* WRITTEN INSTRUCTION: Copy the listing below line for line, with no changes.

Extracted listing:
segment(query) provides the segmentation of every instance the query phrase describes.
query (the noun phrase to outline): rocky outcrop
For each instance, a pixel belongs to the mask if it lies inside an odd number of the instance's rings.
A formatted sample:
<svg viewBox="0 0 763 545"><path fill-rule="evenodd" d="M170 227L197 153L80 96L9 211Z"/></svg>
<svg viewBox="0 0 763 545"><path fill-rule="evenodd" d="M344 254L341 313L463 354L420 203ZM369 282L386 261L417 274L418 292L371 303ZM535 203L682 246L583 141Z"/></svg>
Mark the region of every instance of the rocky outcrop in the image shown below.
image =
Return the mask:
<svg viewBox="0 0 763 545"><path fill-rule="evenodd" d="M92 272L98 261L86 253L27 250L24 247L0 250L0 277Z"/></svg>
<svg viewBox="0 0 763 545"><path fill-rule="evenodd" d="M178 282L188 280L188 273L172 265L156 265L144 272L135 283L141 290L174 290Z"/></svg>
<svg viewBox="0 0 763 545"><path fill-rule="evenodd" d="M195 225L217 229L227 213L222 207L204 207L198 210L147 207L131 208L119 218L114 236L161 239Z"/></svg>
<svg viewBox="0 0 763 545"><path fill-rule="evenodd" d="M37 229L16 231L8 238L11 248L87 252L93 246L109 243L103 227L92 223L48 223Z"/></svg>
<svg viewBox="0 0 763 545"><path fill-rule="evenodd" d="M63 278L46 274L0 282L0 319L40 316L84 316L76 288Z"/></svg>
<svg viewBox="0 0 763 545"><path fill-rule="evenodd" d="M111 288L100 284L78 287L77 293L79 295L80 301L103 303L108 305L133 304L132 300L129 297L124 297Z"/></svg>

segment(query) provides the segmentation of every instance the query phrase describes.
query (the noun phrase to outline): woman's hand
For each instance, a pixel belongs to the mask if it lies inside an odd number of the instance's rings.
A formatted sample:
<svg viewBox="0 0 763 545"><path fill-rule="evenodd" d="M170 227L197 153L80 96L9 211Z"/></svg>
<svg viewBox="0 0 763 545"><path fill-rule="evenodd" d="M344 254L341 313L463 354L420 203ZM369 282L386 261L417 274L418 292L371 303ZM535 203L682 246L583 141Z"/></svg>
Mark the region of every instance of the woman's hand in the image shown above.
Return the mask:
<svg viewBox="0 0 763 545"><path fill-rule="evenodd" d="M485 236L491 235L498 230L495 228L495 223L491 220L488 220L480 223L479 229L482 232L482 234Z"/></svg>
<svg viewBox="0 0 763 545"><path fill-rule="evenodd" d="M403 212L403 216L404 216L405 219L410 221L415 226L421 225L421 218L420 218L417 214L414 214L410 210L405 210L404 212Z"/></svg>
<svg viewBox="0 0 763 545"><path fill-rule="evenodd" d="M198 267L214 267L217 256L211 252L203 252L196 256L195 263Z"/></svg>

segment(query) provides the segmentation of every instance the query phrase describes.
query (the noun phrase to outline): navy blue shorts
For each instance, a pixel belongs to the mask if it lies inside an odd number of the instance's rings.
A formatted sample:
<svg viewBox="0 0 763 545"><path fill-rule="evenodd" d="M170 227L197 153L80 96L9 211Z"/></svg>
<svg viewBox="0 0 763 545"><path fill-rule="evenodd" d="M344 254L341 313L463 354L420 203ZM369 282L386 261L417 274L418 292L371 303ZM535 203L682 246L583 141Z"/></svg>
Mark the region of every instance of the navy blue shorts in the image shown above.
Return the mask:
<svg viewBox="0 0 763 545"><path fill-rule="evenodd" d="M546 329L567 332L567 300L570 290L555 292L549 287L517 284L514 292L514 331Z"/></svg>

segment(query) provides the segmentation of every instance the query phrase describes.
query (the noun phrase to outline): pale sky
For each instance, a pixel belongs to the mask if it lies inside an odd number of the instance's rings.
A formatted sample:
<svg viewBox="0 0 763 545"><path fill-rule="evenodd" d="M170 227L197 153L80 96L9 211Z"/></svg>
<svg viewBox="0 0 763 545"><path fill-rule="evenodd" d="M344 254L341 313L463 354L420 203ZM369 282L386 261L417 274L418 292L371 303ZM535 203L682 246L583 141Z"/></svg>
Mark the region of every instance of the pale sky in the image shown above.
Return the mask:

* SOLUTION FOR THIS EXERCISE:
segment(query) provides the segmentation of every instance the query phrase describes.
query (the noun phrase to outline): rocky outcrop
For each instance, a pixel belongs to the mask if it lies inside an odd number of the instance's rings.
A formatted sample:
<svg viewBox="0 0 763 545"><path fill-rule="evenodd" d="M170 227L197 153L80 96L9 211Z"/></svg>
<svg viewBox="0 0 763 545"><path fill-rule="evenodd" d="M344 254L341 313L463 354L420 203ZM369 282L386 261L417 274L418 292L371 303ZM535 203L682 246L583 141Z"/></svg>
Mark the region of every instance of the rocky outcrop in the image shown below.
image =
Return the mask:
<svg viewBox="0 0 763 545"><path fill-rule="evenodd" d="M92 272L98 261L86 253L27 250L24 247L0 250L0 277Z"/></svg>
<svg viewBox="0 0 763 545"><path fill-rule="evenodd" d="M178 282L188 280L188 273L172 265L156 265L144 272L135 283L141 290L174 290Z"/></svg>
<svg viewBox="0 0 763 545"><path fill-rule="evenodd" d="M195 225L217 229L227 213L222 207L204 207L198 210L147 207L131 208L119 218L114 236L161 239Z"/></svg>
<svg viewBox="0 0 763 545"><path fill-rule="evenodd" d="M37 229L16 231L8 238L11 248L87 252L93 246L109 243L103 227L92 223L48 223Z"/></svg>
<svg viewBox="0 0 763 545"><path fill-rule="evenodd" d="M63 278L46 274L0 282L0 319L40 316L84 316L76 288Z"/></svg>
<svg viewBox="0 0 763 545"><path fill-rule="evenodd" d="M111 288L100 284L78 287L77 293L79 295L80 301L103 303L108 305L133 304L132 300L129 297L124 297Z"/></svg>

segment(query) provides the segmentation of every instance the query phrase describes.
query (the noun phrase to outline): woman's hand
For each instance, a pixel belongs to the mask if it lies inside an odd number of the instance's rings.
A formatted sample:
<svg viewBox="0 0 763 545"><path fill-rule="evenodd" d="M170 227L197 153L80 96L9 211Z"/></svg>
<svg viewBox="0 0 763 545"><path fill-rule="evenodd" d="M344 254L341 313L463 354L420 203ZM369 282L386 261L417 274L418 292L371 303ZM535 203L682 246L583 141Z"/></svg>
Mark the region of every instance of the woman's hand in the image shown above.
Return the mask:
<svg viewBox="0 0 763 545"><path fill-rule="evenodd" d="M485 236L491 235L498 230L495 228L495 223L491 220L488 220L480 223L479 229L482 232L482 234Z"/></svg>
<svg viewBox="0 0 763 545"><path fill-rule="evenodd" d="M403 212L403 216L404 216L405 219L410 221L415 226L421 225L421 218L420 218L417 214L414 214L410 210L405 210L404 212Z"/></svg>
<svg viewBox="0 0 763 545"><path fill-rule="evenodd" d="M198 267L214 267L217 256L211 252L203 252L196 256L195 263Z"/></svg>

segment(query) provides the segmentation of every instance the query phrase describes.
query (the noun phrase to outline): navy blue shorts
For each instance, a pixel belongs to the mask if it lies inside an odd number of the instance's rings.
A formatted sample:
<svg viewBox="0 0 763 545"><path fill-rule="evenodd" d="M170 227L197 153L80 96L9 211Z"/></svg>
<svg viewBox="0 0 763 545"><path fill-rule="evenodd" d="M344 254L341 313L463 354L420 203ZM369 282L386 261L417 274L418 292L371 303ZM535 203L682 246L583 141Z"/></svg>
Mark the region of every instance of the navy blue shorts in the image shown above.
Return the mask:
<svg viewBox="0 0 763 545"><path fill-rule="evenodd" d="M546 329L567 332L567 300L570 290L555 292L549 287L517 284L514 292L514 331Z"/></svg>

segment(query) provides the segmentation of every instance the query phrase describes.
query (the noun phrase to outline): pale sky
For each instance, a pixel belongs to the mask if it lies inside an odd number of the instance's rings.
A formatted sample:
<svg viewBox="0 0 763 545"><path fill-rule="evenodd" d="M170 227L197 153L80 96L9 211Z"/></svg>
<svg viewBox="0 0 763 545"><path fill-rule="evenodd" d="M344 254L341 313L463 354L420 203ZM369 282L386 261L417 274L418 292L371 303ZM535 203L682 246L583 141Z"/></svg>
Mark the region of every instance of the pale sky in the image shown above.
Return the mask:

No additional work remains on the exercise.